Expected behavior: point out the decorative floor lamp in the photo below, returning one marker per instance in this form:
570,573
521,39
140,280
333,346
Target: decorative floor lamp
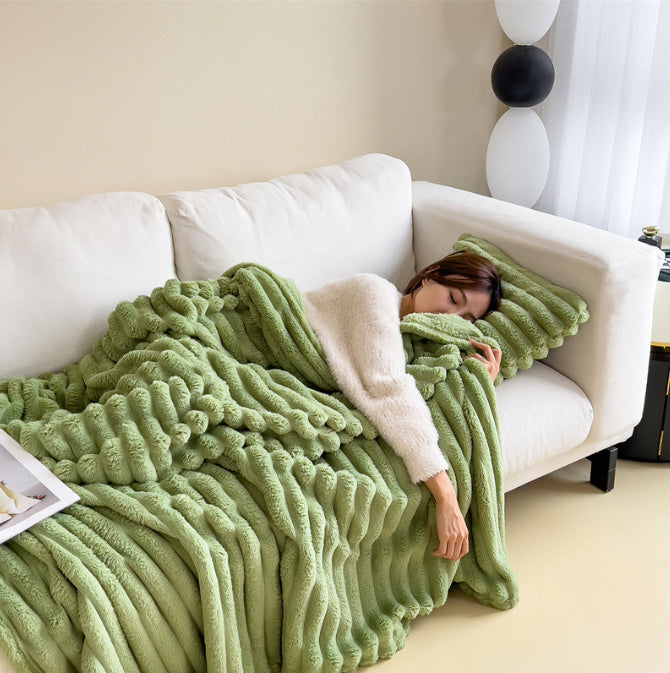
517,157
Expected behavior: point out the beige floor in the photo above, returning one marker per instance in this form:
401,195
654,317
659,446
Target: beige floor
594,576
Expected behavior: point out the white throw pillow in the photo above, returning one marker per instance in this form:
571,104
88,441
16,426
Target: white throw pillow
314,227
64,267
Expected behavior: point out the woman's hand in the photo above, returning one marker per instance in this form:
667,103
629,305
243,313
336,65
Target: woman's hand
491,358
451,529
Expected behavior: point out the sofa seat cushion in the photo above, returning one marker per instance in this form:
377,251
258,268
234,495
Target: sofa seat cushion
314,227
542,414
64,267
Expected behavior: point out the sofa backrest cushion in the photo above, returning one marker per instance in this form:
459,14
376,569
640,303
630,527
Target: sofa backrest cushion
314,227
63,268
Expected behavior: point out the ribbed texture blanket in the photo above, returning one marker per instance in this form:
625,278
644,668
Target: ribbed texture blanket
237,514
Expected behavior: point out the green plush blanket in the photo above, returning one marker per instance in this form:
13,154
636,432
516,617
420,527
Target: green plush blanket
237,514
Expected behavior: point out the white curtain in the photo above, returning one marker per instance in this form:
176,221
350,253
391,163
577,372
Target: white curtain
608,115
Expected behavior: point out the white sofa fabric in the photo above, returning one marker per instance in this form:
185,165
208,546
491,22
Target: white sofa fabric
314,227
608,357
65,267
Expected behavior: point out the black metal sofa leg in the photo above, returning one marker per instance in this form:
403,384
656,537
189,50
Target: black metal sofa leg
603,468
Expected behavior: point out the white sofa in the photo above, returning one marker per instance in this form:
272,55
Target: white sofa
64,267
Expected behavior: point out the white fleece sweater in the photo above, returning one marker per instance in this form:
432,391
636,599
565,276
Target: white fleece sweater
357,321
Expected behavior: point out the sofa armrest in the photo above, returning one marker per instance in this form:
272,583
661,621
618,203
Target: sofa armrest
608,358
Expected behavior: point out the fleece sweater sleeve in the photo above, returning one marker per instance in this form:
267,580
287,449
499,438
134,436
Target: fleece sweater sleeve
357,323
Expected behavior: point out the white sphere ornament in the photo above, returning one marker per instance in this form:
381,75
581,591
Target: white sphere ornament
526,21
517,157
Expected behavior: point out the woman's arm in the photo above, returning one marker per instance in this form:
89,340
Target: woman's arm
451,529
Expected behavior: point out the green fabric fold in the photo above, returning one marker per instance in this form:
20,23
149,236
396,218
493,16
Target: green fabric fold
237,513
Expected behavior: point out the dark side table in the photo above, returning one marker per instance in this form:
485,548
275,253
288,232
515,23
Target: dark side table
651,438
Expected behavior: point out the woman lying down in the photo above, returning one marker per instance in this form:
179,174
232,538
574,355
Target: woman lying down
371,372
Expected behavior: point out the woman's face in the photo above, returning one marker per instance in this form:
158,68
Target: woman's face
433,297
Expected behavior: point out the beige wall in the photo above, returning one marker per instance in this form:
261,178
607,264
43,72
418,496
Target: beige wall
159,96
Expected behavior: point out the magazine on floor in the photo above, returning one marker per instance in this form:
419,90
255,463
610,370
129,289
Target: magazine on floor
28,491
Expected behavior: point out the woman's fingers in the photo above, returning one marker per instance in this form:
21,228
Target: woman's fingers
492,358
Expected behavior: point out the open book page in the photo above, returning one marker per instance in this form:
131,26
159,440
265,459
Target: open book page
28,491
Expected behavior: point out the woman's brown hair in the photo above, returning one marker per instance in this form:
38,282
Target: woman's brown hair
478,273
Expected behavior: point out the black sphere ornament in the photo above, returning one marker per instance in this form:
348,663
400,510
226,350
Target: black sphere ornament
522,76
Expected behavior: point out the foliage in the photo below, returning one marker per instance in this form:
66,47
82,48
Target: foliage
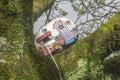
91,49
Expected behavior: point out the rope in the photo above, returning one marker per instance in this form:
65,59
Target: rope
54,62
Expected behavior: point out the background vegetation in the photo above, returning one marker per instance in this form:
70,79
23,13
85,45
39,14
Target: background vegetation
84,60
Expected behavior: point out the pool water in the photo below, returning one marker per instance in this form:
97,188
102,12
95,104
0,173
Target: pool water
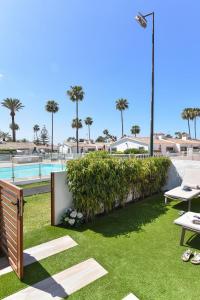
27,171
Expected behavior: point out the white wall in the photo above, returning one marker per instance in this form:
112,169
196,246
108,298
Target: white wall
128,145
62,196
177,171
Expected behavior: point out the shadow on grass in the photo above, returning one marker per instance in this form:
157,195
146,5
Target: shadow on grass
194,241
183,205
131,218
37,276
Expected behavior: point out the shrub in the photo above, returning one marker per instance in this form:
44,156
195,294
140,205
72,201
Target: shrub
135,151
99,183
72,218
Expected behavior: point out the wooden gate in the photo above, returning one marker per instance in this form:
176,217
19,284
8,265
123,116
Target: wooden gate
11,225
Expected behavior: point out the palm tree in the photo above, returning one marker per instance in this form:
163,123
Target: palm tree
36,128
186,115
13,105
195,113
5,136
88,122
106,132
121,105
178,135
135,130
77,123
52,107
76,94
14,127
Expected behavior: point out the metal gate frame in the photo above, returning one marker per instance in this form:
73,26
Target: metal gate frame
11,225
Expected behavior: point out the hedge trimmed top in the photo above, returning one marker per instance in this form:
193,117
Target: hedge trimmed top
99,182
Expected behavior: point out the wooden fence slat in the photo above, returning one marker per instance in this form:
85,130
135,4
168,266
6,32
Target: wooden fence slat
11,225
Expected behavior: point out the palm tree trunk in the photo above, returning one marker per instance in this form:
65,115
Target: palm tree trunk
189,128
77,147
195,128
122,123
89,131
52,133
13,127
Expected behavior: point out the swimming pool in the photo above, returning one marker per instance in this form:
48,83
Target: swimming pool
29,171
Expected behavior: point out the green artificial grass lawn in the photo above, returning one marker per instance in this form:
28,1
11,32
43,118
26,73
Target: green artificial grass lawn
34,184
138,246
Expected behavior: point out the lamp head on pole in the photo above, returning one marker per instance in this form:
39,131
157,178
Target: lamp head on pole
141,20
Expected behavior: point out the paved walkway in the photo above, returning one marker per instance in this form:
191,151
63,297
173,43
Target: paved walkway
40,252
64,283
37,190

########

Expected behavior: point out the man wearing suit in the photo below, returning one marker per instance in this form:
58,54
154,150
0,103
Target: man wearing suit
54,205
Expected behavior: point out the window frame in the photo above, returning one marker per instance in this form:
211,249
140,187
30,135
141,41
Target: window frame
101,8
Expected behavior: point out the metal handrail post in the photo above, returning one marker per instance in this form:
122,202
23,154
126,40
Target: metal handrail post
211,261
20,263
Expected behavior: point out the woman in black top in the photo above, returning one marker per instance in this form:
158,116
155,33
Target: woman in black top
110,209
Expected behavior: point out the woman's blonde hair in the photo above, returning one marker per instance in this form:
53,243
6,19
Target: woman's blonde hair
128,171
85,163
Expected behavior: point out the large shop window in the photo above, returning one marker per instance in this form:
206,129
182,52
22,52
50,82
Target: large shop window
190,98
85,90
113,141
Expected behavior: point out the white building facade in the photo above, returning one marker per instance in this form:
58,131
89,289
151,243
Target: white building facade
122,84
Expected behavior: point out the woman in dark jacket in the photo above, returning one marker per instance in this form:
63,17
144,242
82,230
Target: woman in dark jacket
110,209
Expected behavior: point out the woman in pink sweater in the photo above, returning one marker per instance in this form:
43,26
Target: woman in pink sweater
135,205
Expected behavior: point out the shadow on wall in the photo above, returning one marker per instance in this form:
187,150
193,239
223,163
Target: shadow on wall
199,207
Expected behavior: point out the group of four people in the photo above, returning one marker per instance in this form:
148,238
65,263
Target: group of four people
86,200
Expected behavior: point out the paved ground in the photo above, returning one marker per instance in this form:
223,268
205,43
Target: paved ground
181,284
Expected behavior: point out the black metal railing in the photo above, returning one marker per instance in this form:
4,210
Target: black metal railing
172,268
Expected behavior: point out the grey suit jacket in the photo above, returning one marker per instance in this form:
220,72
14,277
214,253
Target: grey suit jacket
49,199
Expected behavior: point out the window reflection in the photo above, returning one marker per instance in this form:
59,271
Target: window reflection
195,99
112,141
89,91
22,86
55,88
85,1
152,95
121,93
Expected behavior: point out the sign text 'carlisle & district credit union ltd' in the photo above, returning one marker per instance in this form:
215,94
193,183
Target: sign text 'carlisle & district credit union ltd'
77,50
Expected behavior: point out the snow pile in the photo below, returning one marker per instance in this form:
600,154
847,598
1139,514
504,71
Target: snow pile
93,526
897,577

########

Work item
Only a number is needed here: the count of lines above that hold the string "below".

Exercise result
5